━━ GIVEN RECORDS ━━

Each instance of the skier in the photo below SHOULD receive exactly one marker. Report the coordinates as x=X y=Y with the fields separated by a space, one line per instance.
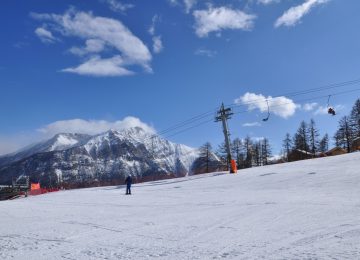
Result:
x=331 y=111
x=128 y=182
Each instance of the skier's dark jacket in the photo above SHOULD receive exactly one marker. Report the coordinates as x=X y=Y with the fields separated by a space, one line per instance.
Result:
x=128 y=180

━━━
━━ GIVEN RECORDS ━━

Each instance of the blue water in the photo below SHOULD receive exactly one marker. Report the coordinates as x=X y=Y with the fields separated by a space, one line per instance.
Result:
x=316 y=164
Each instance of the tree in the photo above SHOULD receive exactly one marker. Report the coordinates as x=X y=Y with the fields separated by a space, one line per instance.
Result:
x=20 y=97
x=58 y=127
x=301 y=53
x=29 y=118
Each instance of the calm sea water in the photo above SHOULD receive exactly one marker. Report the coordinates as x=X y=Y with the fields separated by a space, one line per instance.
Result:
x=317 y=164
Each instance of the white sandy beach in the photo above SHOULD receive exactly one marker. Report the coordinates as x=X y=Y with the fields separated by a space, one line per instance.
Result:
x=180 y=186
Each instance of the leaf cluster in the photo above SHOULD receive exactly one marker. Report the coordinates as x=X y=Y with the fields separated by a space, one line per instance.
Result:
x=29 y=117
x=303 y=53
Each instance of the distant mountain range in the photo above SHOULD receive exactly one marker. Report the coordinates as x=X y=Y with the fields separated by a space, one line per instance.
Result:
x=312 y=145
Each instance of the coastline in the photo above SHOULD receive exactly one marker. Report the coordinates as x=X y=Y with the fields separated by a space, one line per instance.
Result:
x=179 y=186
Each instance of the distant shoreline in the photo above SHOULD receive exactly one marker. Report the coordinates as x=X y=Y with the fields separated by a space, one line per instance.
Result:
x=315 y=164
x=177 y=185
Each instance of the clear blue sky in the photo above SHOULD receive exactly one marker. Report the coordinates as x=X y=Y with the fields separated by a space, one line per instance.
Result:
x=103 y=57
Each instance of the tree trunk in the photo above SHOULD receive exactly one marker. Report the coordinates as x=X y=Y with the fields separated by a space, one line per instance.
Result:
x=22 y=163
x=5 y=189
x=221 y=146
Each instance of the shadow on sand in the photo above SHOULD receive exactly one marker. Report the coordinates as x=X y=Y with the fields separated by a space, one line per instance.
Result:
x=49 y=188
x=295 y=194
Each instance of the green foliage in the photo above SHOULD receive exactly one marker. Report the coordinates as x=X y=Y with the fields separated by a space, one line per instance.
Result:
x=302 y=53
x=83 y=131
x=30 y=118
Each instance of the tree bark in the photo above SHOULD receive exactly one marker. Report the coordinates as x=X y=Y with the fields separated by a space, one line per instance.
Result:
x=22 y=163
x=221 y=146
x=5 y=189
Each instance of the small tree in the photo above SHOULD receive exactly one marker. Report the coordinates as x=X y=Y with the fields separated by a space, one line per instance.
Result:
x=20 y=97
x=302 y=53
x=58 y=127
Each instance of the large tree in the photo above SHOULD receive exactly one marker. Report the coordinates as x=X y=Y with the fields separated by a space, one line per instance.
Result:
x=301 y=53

━━━

▸ **TASK DIRECTIONS**: Pick out and copy every line of the material that contains the word "blue". Matching is case-sensitive.

▸ **CORRECT OUTPUT**:
Each instance of the blue water in the photo below SHOULD receive exactly one marker. Report the coordinates as x=X y=Y with the fields separated by a space, one line per instance.
Each instance of the clear blue sky in the photo above SHOULD receive exactly one marker. Report the coordinates as x=X y=Y with the fields separated by a space, one line per instance.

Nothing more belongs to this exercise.